# Supplied text
It would certainly be interesting to understand how many staff, including midwives, decided either to leave Addenbrooke's or refuse to join as a result of this intolerant ban.
Vinny, it seems, is much better at saying in two sentences what it takes me three paragraphs to write. Now, why can't I do that?? :)
Vinny is right.
If you cast your minds back to 2005 when it appears that smoking bans in hospitals were first mooted, the NHS was in crisis due to massive hospital overspends.
Addenbrooke's was no exception.
18/07/2005
"Addenbrooke's Hospital is overdrawn by millions of pounds.
Figures showing the hospital's financial position up to May 31 reveal it is 4.9 million in the red."
"In February, the News revealed Hinchingbrooke Hospital had plunged 4 million into the red. Staff were forced to make cutbacks when all non-essential budgets were suspended until April."
"Last month, Newmarket Hospital announced cuts aimed at saving 9 million to help the hospital's finances. All in-patient beds at the hospital, in Exning Road, are set to be axed to save 1 million and 90 members of staff could lose their jobs."

Data taken from a collection
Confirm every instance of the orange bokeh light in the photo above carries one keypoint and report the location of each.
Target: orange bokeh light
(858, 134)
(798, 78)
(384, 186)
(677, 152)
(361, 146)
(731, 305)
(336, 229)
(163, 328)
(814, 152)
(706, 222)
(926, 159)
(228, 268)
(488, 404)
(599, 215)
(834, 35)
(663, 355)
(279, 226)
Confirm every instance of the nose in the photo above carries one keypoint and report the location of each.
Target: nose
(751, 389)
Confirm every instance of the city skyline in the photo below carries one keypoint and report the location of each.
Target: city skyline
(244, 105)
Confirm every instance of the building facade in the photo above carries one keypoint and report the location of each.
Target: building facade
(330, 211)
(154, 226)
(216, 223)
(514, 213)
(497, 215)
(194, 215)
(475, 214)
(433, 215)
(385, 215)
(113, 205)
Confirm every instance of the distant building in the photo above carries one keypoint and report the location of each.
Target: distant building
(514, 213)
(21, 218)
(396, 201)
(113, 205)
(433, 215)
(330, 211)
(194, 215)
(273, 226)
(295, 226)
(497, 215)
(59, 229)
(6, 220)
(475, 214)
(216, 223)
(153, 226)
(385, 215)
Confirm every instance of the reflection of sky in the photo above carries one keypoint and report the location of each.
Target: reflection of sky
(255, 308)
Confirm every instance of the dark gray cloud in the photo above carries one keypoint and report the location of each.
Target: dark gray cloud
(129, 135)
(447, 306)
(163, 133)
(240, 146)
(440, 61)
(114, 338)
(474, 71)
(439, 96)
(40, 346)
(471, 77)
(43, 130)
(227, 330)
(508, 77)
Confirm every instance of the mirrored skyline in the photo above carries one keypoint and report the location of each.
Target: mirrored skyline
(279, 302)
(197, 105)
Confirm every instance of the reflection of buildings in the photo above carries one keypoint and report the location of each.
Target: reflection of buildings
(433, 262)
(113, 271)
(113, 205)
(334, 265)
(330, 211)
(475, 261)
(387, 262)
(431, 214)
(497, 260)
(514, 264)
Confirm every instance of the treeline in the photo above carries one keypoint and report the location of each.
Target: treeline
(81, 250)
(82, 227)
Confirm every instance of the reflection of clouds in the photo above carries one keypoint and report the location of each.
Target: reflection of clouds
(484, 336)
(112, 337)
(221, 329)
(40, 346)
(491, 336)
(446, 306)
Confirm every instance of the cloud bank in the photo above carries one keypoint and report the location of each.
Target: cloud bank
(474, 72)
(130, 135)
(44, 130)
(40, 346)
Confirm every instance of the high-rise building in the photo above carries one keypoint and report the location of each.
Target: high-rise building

# Task instructions
A: Summarize the text on the Addenbrooke's smoking ban in two sentences.
B: Rewrite the paragraph of the text on the Addenbrooke's smoking ban that begins "Last month, Newmarket Hospital" as a bulleted list that keeps its main facts.
C: Carry on the text on the Addenbrooke's smoking ban from its last sentence.
These records come from a separate source.

# Results for the exercise
A: The writer wonders how many staff, midwives among them, left Addenbrooke's or declined to join because of what the writer calls an intolerant ban, and agrees with Vinny. The writer recalls that in 2005, when hospital smoking bans appear to have first been proposed, the NHS was in crisis over massive hospital overspends: Addenbrooke's was 4.9 million in the red up to May 31, Hinchingbrooke Hospital had fallen 4 million into the red, and Newmarket Hospital had announced cuts.

B:
- Last month, Newmarket Hospital announced cuts aimed at saving 9 million for its finances.
- All in-patient beds at the hospital, in Exning Road, are set to be axed, saving 1 million.
- 90 staff members could lose their jobs.

C:
cambridgenetwork
Worse still, this time there was to be no bailout.
NHS slides into the red despite record increases in health care spending
20 Sep 2005
"The National Health Service in England has gone into the red for the first time in five years despite record increases in Government spending, figures showed yesterday.
Individual hospitals which have overspent by up to £30 million have been warned that they will not be bailed out by the rest of the NHS or the Treasury."
http://www.telegraph.co.uk/news/uknews/3323942/NHS-slides-into-the-red-despite-record-increases-in-health-care-spending.html
The following year, not only would there be no bailout, the hospitals would have to pay it back.
Overspending crisis hitting patient reforms, hospitals are warned
27 February 2006
"In a bulletin to NHS trust chief executives, he said any debts they incur in this financial year must be repaid by March 2007. Sir Nigel said: "The financial position is serious. Service delivery is improving fast, but the financial issues are undermining this programme. Moreover, debts incurred this year will have to be repaid next year and poor financial control this year gives little confidence about planning for next."
"At the end of September the NHS in England was predicting a net deficit of £623m. Returns at the end of January showed the position was even worse, but the Department of Health is refusing to reveal the sum for fear of demoralising the health service."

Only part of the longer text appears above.